→ Problems to solve
a - Please list every vehicle model named in the forum thread below.
b - In the forum thread below, how fast did the S3 that passed the Vanagon seem to be going?

→ Document segment

++++

# Oh...so hot



## Dogdude222 (Jan 20, 2004)

Well...since this forum is a ghost town...just thought I would post up with a small story. 
I remember the first time I saw an A3...I was in France a couple of summers ago. They were everywhere (including my dreams). Anyways, I will never forget riding in this Volkswagen Vanagon down to the chateaus when we were passed by this S3 that had to have been doing about a 130 mph. I nearly lost it...everyone thought I was a little nutz.
Just a random story...thought the owners/lovers here might appreciate.
Post up with your first time with an A3/S3. 
By the way, how hard is it to get one of the fourth generation ones here? Talk about a unique ride.


----------



## Kellar (Feb 17, 1999)

*Re: Oh...so hot (Dogdude222)*

Still waiting!


----------



## Dogdude222 (Jan 20, 2004)

*Re: Oh...so hot (Kellar)*


_Quote, originally posted by *Kellar* »_Still waiting!

++++

→ Data shown

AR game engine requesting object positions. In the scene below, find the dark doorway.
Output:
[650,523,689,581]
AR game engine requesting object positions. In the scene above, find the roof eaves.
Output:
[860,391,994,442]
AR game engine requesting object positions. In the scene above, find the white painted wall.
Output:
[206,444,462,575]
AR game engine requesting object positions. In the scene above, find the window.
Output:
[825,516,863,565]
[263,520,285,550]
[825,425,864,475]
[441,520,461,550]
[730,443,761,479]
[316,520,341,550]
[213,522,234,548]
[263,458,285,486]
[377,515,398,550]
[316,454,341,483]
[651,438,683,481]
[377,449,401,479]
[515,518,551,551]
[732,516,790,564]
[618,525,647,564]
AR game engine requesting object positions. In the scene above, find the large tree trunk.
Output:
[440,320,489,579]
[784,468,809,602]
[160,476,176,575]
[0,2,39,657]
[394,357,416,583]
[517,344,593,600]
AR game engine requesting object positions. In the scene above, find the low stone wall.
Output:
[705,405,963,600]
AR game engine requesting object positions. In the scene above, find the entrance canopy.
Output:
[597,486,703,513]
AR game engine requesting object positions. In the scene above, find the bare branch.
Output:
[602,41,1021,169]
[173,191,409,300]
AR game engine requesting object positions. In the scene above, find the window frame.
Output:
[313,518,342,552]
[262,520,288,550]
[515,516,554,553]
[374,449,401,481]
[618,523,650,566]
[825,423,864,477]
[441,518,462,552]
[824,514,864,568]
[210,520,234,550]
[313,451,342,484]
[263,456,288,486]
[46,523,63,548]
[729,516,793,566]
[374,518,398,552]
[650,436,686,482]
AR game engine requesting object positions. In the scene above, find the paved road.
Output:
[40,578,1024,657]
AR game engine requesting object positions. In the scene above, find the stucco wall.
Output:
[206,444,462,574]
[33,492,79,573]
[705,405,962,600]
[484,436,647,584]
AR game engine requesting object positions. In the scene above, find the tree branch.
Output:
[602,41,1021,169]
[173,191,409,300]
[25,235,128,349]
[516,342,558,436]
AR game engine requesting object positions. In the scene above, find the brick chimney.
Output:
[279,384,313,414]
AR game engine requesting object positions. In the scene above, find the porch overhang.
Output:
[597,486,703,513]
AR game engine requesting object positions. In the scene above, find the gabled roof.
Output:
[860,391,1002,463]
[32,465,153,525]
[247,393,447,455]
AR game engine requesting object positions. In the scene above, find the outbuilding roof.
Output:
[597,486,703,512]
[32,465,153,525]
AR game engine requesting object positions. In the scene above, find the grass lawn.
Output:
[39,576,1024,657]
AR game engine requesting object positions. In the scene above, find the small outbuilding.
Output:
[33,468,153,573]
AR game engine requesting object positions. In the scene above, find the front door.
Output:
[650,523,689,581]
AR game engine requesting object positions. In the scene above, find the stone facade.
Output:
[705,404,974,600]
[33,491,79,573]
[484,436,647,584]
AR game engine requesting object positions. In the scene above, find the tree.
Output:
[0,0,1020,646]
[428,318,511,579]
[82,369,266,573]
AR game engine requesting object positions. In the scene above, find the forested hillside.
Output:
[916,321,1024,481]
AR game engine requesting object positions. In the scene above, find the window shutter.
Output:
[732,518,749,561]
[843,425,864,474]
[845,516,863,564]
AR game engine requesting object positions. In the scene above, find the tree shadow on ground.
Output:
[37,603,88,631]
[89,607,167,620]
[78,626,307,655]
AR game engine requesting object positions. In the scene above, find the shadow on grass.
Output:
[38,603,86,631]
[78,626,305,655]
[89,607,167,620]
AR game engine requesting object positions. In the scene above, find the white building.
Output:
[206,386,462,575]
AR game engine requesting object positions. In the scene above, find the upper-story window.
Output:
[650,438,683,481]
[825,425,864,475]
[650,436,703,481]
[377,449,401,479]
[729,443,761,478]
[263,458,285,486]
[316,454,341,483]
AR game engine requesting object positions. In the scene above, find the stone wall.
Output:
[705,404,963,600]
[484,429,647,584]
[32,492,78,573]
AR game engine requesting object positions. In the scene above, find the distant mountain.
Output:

++++

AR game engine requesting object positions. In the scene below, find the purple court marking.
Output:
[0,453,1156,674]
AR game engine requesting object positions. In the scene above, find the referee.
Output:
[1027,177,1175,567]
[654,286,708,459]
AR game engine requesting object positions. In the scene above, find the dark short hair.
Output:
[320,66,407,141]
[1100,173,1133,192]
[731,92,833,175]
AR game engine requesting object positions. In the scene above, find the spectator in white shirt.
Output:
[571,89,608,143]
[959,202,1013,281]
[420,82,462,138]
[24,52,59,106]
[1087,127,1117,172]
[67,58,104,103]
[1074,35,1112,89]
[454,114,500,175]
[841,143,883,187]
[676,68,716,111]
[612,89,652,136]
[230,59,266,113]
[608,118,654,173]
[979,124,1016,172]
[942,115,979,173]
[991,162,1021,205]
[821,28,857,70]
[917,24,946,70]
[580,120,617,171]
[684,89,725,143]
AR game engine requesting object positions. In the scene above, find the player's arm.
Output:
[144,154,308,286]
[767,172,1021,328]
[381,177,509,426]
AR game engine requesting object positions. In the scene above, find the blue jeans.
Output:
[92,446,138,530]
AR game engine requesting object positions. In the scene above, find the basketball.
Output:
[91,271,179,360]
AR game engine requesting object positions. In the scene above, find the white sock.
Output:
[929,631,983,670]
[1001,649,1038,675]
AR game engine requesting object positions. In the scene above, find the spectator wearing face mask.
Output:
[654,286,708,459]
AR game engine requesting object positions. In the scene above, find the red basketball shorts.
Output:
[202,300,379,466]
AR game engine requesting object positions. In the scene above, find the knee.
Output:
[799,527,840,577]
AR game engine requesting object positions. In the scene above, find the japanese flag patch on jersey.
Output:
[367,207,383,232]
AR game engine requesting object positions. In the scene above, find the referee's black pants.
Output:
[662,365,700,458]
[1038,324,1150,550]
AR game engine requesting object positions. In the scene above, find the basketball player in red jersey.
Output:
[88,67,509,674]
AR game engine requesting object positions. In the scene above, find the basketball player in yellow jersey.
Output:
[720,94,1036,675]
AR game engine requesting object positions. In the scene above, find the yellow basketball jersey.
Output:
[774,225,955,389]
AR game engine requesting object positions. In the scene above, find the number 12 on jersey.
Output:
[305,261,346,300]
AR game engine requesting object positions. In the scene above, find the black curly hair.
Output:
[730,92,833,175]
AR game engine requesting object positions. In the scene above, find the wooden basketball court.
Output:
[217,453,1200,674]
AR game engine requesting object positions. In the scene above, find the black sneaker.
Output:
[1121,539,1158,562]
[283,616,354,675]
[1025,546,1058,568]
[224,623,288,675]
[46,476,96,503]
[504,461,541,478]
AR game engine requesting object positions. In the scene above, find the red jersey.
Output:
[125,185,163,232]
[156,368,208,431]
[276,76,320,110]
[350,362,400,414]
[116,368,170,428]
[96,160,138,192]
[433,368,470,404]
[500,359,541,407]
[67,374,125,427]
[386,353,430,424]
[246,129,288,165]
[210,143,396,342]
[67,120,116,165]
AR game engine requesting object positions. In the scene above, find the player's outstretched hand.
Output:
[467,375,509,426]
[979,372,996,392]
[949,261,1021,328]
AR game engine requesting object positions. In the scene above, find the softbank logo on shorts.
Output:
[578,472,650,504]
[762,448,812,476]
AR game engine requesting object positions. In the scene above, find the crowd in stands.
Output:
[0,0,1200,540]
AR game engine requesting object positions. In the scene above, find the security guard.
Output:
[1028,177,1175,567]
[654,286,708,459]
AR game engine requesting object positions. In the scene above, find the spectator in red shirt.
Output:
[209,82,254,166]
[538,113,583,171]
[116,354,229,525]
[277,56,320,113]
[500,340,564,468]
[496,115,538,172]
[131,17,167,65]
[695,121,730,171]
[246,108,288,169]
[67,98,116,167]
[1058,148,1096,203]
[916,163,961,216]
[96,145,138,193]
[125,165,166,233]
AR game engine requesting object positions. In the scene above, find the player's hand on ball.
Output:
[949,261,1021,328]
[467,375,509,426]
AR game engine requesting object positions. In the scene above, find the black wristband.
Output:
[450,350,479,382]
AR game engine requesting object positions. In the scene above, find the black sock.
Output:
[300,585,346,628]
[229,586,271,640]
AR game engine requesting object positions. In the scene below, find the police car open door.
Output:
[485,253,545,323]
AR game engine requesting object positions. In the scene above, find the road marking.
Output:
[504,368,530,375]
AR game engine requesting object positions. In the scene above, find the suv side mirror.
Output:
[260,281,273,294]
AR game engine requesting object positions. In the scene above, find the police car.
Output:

++++

→ The solutions
a - A3, S3, Volkswagen Vanagon

b - About 130 mph.